## Required task
Using the entries below, output exactly the line containing "For the benchmark, drop one pin per instance of the bare" and all lines that follow it to the end.

•••••

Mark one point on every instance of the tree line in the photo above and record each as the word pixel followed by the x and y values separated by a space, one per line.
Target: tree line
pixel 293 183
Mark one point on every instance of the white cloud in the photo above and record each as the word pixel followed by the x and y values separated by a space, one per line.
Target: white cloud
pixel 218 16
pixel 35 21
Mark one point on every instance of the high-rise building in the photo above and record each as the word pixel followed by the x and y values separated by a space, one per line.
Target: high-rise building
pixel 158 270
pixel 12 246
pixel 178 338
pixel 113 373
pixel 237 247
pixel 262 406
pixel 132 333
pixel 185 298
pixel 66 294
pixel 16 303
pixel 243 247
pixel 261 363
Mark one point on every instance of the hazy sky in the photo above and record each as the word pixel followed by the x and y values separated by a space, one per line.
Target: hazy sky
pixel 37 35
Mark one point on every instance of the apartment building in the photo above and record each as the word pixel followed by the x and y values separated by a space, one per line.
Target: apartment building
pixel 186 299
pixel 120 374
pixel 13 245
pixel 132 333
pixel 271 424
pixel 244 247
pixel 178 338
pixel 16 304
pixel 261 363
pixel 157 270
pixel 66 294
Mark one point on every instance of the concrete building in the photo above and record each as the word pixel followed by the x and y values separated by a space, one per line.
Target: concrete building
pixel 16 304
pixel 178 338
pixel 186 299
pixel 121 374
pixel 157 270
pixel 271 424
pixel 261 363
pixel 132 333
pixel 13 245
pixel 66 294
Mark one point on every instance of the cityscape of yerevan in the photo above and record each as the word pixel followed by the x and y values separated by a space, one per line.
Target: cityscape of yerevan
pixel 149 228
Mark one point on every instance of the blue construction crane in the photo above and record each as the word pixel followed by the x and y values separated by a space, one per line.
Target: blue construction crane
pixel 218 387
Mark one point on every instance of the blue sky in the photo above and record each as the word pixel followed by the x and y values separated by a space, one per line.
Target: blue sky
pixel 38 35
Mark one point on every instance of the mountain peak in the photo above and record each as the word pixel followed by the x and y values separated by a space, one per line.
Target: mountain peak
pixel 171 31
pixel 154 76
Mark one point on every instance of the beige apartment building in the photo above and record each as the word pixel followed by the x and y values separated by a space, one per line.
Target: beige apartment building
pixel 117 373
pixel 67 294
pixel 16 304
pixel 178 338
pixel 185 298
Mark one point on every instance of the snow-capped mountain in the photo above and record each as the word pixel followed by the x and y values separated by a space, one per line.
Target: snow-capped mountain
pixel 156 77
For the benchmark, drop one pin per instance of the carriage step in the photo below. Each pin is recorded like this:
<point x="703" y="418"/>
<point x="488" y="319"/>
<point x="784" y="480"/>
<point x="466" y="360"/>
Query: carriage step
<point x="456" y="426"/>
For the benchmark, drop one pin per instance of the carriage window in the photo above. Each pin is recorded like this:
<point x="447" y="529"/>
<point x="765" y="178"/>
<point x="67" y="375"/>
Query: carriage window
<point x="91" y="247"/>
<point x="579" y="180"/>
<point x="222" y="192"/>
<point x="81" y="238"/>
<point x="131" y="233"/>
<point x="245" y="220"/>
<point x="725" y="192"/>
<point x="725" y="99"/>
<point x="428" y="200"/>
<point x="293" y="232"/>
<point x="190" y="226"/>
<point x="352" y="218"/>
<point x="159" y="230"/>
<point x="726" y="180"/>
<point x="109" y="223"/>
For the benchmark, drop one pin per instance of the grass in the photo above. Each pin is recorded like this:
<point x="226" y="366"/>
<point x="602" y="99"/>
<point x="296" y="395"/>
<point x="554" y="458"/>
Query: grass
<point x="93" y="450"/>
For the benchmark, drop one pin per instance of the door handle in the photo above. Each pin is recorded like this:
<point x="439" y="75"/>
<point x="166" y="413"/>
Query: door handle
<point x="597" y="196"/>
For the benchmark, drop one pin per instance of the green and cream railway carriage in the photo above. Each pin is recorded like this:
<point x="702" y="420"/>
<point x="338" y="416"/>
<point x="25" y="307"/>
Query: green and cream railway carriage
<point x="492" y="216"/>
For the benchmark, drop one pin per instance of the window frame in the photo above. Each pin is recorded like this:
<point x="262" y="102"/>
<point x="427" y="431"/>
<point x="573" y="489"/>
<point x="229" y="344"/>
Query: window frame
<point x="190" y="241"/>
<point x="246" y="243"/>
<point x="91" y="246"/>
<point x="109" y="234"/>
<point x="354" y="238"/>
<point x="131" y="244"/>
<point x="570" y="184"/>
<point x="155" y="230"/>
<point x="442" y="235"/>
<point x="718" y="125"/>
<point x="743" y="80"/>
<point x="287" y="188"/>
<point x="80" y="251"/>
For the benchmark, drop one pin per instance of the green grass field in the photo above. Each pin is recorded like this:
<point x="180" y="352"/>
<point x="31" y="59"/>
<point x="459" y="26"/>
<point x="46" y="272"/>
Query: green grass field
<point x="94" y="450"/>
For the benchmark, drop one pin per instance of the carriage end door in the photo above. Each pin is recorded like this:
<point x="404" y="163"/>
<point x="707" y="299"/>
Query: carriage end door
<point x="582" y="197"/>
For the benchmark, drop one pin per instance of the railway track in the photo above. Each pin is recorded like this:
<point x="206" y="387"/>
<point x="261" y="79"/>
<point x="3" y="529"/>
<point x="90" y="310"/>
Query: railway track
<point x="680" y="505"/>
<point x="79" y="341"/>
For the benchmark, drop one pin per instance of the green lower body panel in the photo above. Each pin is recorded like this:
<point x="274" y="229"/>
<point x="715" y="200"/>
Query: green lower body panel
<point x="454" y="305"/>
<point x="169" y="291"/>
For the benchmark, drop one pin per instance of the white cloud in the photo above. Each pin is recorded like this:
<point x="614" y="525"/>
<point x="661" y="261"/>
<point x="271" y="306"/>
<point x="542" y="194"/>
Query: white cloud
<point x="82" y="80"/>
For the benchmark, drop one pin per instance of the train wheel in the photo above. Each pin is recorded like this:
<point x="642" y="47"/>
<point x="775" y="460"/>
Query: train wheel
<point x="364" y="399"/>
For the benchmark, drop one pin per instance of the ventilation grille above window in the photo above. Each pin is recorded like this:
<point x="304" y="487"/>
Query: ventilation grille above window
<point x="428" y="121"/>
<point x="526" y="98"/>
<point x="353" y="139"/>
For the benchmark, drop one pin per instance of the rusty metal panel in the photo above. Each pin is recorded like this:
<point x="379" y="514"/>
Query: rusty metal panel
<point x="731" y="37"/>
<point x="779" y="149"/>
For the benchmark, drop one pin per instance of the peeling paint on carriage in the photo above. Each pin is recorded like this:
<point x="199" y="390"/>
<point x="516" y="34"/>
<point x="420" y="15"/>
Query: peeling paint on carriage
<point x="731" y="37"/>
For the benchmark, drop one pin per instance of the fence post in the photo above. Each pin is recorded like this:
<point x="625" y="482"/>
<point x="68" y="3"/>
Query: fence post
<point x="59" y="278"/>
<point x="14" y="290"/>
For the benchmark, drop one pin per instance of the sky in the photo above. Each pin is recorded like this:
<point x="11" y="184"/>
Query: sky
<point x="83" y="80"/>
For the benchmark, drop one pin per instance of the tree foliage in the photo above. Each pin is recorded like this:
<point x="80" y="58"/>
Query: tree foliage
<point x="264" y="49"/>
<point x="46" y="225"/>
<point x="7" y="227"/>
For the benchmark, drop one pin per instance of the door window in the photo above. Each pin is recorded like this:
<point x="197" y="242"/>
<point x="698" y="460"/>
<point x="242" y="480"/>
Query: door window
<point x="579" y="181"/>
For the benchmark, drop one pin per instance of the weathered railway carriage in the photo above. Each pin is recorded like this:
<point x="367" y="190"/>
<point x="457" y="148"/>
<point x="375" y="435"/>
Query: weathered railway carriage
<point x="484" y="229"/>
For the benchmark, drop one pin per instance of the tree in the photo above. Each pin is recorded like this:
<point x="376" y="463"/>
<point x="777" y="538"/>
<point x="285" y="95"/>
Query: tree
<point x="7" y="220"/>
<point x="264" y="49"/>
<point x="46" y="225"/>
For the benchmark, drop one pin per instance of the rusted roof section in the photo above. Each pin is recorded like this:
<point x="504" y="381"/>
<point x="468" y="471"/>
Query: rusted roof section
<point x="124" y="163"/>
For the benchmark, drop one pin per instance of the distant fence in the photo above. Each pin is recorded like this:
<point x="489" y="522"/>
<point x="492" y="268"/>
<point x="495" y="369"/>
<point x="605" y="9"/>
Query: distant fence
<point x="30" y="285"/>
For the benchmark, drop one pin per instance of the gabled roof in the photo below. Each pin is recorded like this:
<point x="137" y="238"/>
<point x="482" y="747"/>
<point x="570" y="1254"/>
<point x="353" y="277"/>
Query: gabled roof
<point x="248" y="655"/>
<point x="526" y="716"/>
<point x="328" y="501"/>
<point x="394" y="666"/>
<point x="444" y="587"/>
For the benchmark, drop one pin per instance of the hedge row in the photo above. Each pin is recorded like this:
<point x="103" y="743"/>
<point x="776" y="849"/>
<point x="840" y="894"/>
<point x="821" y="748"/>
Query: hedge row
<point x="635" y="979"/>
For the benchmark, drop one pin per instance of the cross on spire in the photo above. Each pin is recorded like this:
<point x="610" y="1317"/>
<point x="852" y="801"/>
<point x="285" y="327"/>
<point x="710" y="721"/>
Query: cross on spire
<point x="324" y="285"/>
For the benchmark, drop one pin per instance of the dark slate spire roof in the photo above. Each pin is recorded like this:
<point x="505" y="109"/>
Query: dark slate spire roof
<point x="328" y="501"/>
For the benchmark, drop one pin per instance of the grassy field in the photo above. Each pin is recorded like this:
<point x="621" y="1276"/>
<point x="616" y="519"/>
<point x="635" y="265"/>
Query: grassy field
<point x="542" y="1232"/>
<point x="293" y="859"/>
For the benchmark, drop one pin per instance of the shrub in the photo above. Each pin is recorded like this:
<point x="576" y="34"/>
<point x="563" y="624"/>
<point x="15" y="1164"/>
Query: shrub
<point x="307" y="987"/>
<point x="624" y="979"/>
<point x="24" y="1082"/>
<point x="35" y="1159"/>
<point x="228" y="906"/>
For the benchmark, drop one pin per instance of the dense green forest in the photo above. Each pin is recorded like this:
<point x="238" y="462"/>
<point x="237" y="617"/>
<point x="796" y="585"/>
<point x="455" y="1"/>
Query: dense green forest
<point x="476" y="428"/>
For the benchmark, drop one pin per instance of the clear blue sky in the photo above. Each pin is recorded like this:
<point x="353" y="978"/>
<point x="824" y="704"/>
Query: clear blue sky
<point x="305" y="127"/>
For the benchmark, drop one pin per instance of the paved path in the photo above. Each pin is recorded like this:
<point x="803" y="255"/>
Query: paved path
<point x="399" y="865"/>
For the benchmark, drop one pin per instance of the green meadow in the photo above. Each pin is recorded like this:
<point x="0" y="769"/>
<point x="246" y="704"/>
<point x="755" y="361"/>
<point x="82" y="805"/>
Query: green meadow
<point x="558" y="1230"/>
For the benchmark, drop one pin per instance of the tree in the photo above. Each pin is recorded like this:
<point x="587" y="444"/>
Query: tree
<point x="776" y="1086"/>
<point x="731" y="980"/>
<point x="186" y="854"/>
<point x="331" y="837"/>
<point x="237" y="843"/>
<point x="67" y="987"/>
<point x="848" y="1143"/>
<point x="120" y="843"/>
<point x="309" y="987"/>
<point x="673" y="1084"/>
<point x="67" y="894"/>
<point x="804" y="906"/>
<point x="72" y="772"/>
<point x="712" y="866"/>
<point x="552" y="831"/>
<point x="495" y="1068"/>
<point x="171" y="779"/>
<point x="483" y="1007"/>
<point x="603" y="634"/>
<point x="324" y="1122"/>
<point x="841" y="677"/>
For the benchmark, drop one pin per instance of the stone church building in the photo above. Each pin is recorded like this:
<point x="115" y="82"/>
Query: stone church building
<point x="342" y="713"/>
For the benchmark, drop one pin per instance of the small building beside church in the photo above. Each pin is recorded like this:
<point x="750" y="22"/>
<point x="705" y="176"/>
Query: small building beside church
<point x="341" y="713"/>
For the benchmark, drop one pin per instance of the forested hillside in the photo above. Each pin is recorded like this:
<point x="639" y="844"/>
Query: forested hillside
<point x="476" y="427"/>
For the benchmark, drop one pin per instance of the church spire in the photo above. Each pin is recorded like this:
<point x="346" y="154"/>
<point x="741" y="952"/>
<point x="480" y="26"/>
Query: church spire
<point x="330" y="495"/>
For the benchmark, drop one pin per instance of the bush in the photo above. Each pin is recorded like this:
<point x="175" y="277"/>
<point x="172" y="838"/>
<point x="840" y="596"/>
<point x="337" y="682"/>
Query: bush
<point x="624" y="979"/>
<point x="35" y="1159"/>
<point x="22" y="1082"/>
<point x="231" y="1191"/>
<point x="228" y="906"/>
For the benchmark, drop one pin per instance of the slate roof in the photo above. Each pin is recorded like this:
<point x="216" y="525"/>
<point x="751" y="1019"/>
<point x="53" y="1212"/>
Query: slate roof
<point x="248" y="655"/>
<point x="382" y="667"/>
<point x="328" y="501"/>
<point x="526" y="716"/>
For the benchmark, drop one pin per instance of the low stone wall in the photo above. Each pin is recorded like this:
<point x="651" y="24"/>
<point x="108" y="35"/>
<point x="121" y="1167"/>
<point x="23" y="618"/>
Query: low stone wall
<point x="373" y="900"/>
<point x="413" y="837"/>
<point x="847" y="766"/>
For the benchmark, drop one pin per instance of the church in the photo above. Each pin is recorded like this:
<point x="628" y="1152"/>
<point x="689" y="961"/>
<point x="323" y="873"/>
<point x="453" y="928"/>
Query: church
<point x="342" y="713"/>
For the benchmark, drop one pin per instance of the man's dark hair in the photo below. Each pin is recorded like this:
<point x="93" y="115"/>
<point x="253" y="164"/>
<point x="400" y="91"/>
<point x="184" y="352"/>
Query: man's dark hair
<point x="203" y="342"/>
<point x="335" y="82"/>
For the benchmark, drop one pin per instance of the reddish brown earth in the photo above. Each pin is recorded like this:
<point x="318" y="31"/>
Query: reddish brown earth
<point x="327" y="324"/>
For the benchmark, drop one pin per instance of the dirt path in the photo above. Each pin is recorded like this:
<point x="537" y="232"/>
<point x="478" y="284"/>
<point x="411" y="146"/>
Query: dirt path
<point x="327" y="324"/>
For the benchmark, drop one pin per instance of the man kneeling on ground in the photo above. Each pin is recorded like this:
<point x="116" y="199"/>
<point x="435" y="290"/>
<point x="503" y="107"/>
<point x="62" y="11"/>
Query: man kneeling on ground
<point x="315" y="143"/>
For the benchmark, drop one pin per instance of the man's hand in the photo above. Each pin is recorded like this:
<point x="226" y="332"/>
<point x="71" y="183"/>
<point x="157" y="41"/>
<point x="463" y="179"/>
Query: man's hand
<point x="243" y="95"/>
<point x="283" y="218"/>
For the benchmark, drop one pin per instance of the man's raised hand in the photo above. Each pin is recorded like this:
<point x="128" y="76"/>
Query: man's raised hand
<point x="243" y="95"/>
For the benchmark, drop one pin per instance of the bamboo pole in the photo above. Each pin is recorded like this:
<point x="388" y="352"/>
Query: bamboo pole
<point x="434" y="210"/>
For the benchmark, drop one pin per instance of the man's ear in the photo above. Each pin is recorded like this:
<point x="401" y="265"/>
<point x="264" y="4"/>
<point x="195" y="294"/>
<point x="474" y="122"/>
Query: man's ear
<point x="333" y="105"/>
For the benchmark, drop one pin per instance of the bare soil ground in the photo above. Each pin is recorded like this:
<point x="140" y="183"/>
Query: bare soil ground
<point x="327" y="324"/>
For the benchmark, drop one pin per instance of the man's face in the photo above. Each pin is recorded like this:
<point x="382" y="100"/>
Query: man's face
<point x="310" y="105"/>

•••••

## Task result
For the benchmark, drop one pin per instance of the bare soil ground in the photo above. Each pin is recorded like this:
<point x="140" y="183"/>
Query: bare soil ground
<point x="327" y="324"/>
For the benchmark, drop one pin per instance of the man's face in the photo above. Each pin is recorded like this:
<point x="382" y="100"/>
Query: man's face
<point x="310" y="105"/>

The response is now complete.